# [Written instruction 1]
Pull out every line of the records that contains the string "woman" and copy each line unchanged.

──────── Page excerpt ────────

Government Of Germany Mulling Free Public Transit Use In Polluted Cities As Means Of Improving Air Quality

February 14th, 2018 by  

The government of Germany is currently mulling the idea of making public transportation system use in heavily polluted cities free as a means of reducing emissions and thus improving air quality, Reuters has reported.

The news originates with a letter reportedly seen by Reuters — sent to European Union Environment Commissioner Karmenu Vella, and signed by Germany’s Environment Minister Barbara Hendricks, chancellery head Peter Altmaier, and Agriculture Minister Christian Schmidt — which lays out other possibilities as well (which are less ambitious), so the plans are by no means a sure thing as of yet.

As some background here for those unfamiliar with the situation, a number of cities in Germany are persistently home to levels of air pollution that exceed legality within the European Union. In recent times the European Commission has been making more threats (which to date have been empty ones) relating to this situation, with threats being issued last month that penalties could be coming soon.

──────── Raw data ────────

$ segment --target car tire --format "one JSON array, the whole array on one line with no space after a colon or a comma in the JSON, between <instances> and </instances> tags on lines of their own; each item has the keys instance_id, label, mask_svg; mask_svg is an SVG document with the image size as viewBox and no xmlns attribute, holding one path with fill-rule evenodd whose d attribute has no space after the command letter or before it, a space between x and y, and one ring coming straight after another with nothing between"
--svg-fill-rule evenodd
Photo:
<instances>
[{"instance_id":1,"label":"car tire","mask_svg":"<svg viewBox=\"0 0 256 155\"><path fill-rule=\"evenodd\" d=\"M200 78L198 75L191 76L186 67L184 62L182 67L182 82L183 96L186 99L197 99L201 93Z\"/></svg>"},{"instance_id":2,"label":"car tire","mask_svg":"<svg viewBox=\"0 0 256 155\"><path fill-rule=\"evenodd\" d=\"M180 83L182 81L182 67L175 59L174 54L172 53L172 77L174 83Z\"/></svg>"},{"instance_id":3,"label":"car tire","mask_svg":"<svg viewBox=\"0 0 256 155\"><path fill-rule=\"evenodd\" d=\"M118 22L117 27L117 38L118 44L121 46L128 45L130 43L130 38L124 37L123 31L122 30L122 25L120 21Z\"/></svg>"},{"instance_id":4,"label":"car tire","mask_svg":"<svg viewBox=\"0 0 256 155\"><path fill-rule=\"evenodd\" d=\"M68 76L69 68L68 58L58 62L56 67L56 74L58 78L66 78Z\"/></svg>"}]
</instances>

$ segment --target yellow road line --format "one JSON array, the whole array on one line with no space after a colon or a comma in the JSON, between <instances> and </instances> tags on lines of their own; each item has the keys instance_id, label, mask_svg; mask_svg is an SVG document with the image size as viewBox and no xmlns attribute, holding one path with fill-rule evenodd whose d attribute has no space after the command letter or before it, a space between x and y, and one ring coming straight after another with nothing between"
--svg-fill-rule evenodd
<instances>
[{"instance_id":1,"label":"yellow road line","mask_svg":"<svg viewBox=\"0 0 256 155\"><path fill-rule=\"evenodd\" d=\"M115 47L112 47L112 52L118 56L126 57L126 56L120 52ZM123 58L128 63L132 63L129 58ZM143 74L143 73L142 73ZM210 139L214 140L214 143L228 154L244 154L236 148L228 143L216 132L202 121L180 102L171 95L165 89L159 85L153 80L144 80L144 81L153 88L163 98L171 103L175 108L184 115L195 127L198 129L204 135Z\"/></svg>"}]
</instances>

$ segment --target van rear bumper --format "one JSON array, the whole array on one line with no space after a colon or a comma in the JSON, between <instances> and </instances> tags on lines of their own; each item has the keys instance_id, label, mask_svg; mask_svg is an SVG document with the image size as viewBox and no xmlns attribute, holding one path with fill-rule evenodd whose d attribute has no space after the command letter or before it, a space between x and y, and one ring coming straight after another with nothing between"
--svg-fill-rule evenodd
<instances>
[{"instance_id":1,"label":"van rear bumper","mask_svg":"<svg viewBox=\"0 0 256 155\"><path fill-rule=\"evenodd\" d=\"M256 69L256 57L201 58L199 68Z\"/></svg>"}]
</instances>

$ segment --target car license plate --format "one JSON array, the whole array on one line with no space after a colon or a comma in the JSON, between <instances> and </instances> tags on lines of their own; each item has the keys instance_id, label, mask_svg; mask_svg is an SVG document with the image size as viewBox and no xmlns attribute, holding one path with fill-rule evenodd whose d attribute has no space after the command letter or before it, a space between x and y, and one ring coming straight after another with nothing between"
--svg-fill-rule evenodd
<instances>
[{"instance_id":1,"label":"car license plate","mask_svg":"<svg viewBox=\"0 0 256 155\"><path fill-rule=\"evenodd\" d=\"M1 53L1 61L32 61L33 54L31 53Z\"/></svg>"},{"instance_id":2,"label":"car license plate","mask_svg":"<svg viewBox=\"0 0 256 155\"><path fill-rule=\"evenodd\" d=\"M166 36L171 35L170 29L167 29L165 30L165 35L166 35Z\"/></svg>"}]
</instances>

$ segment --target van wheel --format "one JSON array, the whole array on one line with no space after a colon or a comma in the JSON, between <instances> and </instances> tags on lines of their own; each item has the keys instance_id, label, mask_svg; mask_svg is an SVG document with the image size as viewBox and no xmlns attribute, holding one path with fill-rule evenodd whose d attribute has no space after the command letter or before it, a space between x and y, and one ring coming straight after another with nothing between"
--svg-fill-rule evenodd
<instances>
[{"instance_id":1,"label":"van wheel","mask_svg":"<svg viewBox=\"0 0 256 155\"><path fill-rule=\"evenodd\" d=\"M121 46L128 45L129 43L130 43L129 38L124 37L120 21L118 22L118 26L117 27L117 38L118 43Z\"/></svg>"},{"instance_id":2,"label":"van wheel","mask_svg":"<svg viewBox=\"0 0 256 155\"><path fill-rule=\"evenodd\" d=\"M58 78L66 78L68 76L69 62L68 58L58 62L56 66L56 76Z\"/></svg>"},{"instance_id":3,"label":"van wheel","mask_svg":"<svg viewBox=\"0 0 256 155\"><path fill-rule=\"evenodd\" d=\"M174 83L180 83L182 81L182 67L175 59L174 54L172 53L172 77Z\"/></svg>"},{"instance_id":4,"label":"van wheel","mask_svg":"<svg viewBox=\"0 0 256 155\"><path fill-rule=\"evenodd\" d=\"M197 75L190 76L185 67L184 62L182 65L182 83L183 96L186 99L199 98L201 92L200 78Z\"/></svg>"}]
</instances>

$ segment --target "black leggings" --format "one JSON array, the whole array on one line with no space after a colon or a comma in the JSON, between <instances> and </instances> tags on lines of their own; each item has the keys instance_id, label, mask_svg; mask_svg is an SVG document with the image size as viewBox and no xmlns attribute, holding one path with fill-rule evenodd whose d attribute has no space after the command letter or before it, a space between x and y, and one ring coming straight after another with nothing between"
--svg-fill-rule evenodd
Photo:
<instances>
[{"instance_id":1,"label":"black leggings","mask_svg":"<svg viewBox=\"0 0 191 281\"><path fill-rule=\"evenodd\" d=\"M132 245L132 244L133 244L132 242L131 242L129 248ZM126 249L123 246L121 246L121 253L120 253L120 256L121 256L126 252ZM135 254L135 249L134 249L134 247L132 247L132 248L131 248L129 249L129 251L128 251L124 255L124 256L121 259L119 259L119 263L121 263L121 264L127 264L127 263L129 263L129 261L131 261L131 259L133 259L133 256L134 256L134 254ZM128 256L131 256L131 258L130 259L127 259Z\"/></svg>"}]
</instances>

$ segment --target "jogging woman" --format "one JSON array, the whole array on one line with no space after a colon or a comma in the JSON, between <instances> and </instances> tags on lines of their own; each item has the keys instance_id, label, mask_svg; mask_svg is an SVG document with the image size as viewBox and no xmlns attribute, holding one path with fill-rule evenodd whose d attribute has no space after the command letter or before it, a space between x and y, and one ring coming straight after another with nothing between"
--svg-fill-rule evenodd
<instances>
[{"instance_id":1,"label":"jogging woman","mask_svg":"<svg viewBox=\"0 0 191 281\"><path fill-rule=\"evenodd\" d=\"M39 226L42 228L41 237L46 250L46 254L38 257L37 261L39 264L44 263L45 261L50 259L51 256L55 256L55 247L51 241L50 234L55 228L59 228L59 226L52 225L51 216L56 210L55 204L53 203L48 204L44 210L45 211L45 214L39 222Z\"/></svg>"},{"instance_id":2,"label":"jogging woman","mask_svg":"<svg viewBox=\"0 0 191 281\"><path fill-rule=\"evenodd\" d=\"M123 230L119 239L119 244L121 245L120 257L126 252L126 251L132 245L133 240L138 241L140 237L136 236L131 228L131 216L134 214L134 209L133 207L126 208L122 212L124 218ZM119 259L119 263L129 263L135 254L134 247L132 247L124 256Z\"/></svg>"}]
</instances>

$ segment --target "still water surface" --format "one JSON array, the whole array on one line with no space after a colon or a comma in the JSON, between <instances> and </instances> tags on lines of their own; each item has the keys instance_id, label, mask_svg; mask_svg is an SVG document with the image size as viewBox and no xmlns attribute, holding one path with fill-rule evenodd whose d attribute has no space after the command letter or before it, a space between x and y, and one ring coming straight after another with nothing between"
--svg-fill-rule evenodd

────────

# [Written instruction 2]
Using the article on Germany's consideration of free public transit, answer the following:
(a) Which news organization reported that the German government was considering the idea?
(b) To whom was the letter described in the article sent?
(c) According to the article, what did the threats issued last month say could be coming soon?

# [Expected answer 1]
$ segment --target "jogging woman" --format "one JSON array, the whole array on one line with no space after a colon or a comma in the JSON, between <instances> and </instances> tags on lines of their own; each item has the keys instance_id, label, mask_svg; mask_svg is an SVG document with the image size as viewBox and no xmlns attribute, holding one path with fill-rule evenodd whose d attribute has no space after the command letter or before it, a space between x and y, and one ring coming straight after another with nothing between"
[{"instance_id":1,"label":"jogging woman","mask_svg":"<svg viewBox=\"0 0 191 281\"><path fill-rule=\"evenodd\" d=\"M39 226L42 228L41 237L46 250L46 254L38 257L37 261L39 264L44 263L45 261L50 259L51 256L55 256L55 247L51 241L50 234L55 228L59 228L59 226L52 225L51 216L56 210L55 204L53 203L48 204L44 210L45 211L45 214L39 222Z\"/></svg>"},{"instance_id":2,"label":"jogging woman","mask_svg":"<svg viewBox=\"0 0 191 281\"><path fill-rule=\"evenodd\" d=\"M123 230L119 239L119 244L121 245L120 257L126 252L126 251L132 245L133 240L138 241L140 237L136 236L131 228L131 216L134 214L134 209L133 207L126 208L122 212L124 218ZM119 259L119 263L129 263L135 254L134 247L132 247L124 256Z\"/></svg>"}]

# [Expected answer 2]
(a) Reuters
(b) European Union Environment Commissioner Karmenu Vella
(c) Penalties